*** Selected passage ***

Large throughput and relative privacy enables the use of æternity by enterprises, and it can be the main vector of micro-transactions needed for all internet-of-things use cases. In the same time this will make smart contracts easier to analyze and faster to process, with no substantial loss in functionality.[3]

æternity held a first contribution campaign round in which the team collected 121,212 Ethers and 324 Bitcoins, the rough equivalent of 5,400,000 USD at the time, in exchange for AE tokens.[4]

A launch of the æternity main-net is scheduled for Q3 2018.[5]

2. Innovation

æternity is a new blockchain technology with features including:[6]

  • Industrial-grade code base. æternity core is written in Erlang,[7] which is a highly scalable, fault-tolerant language for writing distributed systems allowing to achieve superior operational stability [8] and performance.[9][10]
  • Smart contracts allow decentralized highly available, non-stop applications.
  • State channels enable highly scalable, trustless transactions of value [11] and purely functional, easily verifiable Turing-complete smart contracts.
  • Integrated Naming Systems, which are both decentralized and secure, while still supporting human-friendly, memorable names.

***

Direction 1 – State how many lines of the records contain the string "small", giving the number alone.

*** Supplied material ***

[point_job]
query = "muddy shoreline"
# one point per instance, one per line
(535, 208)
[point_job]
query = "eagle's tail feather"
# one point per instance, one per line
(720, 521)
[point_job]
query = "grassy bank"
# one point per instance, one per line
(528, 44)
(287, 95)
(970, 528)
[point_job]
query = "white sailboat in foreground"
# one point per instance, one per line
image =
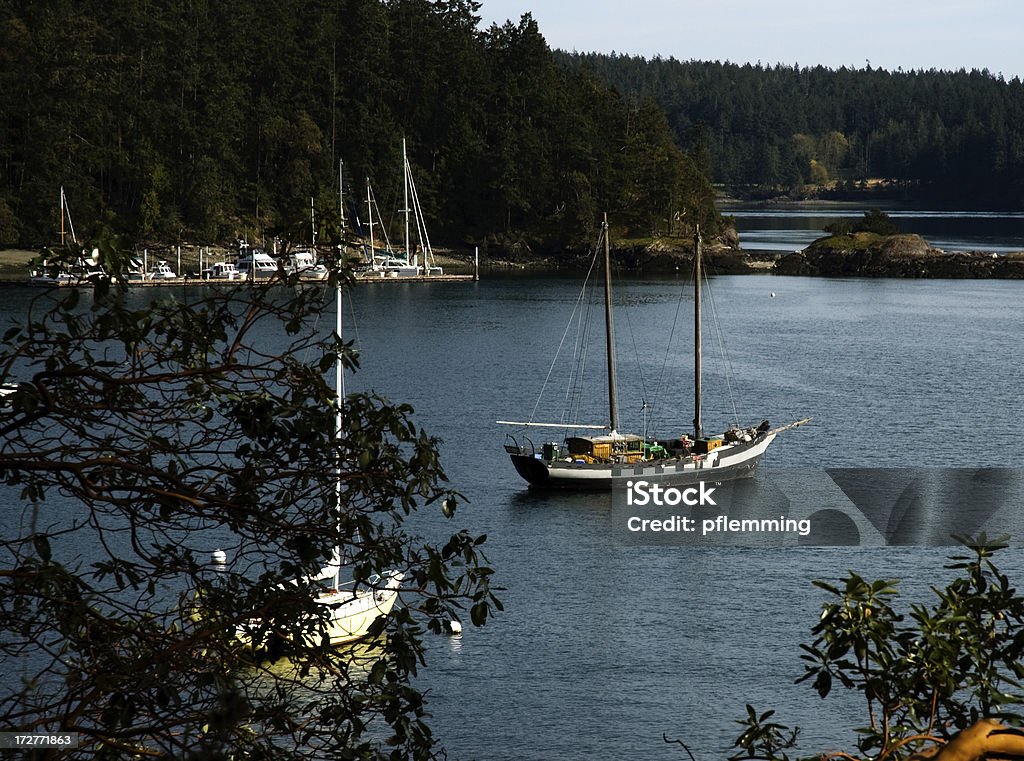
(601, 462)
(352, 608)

***
*** Supplied material ***

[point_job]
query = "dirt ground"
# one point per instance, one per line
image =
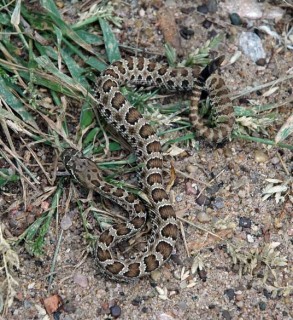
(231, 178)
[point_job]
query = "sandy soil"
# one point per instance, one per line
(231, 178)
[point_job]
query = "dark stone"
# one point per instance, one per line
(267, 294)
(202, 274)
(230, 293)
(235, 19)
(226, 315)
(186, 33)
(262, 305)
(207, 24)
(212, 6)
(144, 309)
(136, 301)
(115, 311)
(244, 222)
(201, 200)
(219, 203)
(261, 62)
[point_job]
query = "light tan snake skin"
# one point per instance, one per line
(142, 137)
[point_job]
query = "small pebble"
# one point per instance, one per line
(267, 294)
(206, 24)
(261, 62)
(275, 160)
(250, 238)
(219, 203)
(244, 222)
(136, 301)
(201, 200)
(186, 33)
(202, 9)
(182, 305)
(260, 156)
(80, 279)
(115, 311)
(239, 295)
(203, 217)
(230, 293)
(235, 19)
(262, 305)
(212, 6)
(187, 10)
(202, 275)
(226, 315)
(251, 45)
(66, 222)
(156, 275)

***
*** Supplied material ***

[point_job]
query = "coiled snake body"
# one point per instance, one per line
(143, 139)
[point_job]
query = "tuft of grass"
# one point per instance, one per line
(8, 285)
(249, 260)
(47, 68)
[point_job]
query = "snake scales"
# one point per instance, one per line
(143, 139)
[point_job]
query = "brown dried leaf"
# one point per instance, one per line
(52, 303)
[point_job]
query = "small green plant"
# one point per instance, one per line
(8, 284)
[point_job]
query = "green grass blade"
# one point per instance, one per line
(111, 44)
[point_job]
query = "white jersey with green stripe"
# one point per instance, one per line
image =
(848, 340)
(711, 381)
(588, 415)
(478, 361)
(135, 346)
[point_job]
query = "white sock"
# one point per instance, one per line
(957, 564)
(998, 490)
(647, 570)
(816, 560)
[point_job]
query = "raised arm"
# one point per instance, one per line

***

Direction 2 – Judge whether each statement agrees with the passage on æternity, answering yes or no and quoting verbatim the words of the passage that decide it: (a) The æternity core is written in Erlang. (b) The æternity main-net launch is scheduled for Q4 2018. (c) The first contribution campaign round collected 121,212 Bitcoins.

Reply 1 – 2

Reply 2 –
(a) Yes: "æternity core is written in Erlang"
(b) No: "A launch of the æternity main-net is scheduled for Q3 2018."
(c) No: "the team collected 121,212 Ethers and 324 Bitcoins"